Moïse Mugenyi Kabagambe, um jovem congolês de 24 anos, vivia no Brasil desde 2011. Foi assassinado a pauladas no quiosque Tropicália, na Barra da Tijuca, no Rio de Janeiro, em 24 de janeiro de 2022. Sua morte causou indignação e gerou protestos em várias cidades brasileiras. Mas o silêncio ou o pouco caso de grandes veículos de imprensa, do presidente Bolsonaro e das instituições brasileiras em geral denota algo que já sabemos: a violência está naturalizada no Brasil.
Nem é preciso muito esforço para considerar como seria distinta a reação da sociedade caso Moïse fosse branco, europeu ou norte-americano. Como apontou a socióloga Vilma Reis em entrevista para à Folha de S. Paulo em 6 de fevereiro, "a postura do Brasil em relação aos imigrantes negros é de repulsa, enquanto o sentimento dirigido aos europeus e americanos brancos que chegam ao país é de receptividade".
Dentre os vários aspectos que merecem ser abordados no caso Moïse e no cenário das migrações, quero chamar a atenção para a dimensão geracional do tema. Os dados mais recentes do relatório Refúgio em Números 2021, elaborado pelo Ministério da Justiça em parceria com o Observatório das Migrações Internacionais, evidenciam que a maior parte dos solicitantes de reconhecimento da condição de refugiado é jovem. Em 2020, 84,7% das solicitações veio de pessoas com até 39 anos. Os homens predominam em todos os grupos etários, exceto entre idosos com 60 anos ou mais (este com 55,3% de mulheres).

##############################

■ **O que fazer**:
a. Edite o trecho do texto sobre o caso Moïse que começa com "Dentre os vários" e segue até "55,3% de mulheres).", reproduzindo-o com "Ministério da Justiça" trocado por "Ministério da Justiça e Segurança Pública".
b. De acordo com o texto sobre o caso Moïse, em que data e em que lugar ele foi assassinado?
As linhas não têm relação alguma com o texto citado.

■ **Dados brutos**:
##############################

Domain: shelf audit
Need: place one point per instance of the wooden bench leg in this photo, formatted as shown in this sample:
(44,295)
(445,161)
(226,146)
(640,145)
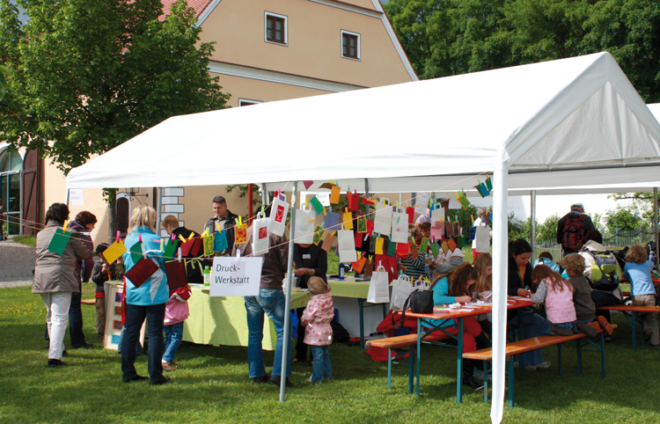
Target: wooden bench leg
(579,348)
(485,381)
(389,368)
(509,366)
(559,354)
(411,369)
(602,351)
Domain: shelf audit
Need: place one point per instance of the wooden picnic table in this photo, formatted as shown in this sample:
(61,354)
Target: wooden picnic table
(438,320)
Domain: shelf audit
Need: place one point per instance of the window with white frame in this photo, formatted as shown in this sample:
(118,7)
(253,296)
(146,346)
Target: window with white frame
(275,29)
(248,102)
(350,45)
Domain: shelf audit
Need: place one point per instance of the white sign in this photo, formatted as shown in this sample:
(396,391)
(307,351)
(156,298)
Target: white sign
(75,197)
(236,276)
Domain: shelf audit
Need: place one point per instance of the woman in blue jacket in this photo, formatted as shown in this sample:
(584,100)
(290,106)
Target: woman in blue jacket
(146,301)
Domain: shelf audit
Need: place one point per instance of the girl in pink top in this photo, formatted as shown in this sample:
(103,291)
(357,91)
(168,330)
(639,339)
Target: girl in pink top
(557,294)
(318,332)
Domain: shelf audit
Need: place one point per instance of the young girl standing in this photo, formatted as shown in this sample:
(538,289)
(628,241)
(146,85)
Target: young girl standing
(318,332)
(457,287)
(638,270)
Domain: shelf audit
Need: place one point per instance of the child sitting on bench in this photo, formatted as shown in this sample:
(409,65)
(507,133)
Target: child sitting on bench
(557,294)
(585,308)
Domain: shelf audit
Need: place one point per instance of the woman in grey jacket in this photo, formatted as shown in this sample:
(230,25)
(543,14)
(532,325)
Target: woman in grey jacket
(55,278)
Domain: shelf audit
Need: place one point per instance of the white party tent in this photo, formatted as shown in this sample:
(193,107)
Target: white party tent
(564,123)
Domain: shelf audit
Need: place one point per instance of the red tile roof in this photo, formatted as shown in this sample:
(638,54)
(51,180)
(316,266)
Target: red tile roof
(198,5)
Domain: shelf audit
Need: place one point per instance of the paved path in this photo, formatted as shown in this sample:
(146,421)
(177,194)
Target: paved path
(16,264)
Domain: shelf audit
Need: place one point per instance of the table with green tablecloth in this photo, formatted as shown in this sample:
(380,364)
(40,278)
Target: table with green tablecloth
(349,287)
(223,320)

##############################

■ **Respostas esperadas**:
a.
Dentre os vários aspectos que merecem ser abordados no caso Moïse e no cenário das migrações, quero chamar a atenção para a dimensão geracional do tema. Os dados mais recentes do relatório Refúgio em Números 2021, elaborado pelo Ministério da Justiça e Segurança Pública em parceria com o Observatório das Migrações Internacionais, evidenciam que a maior parte dos solicitantes de reconhecimento da condição de refugiado é jovem. Em 2020, 84,7% das solicitações veio de pessoas com até 39 anos. Os homens predominam em todos os grupos etários, exceto entre idosos com 60 anos ou mais (este com 55,3% de mulheres).

b. Em 24 de janeiro de 2022, no quiosque Tropicália, na Barra da Tijuca, no Rio de Janeiro.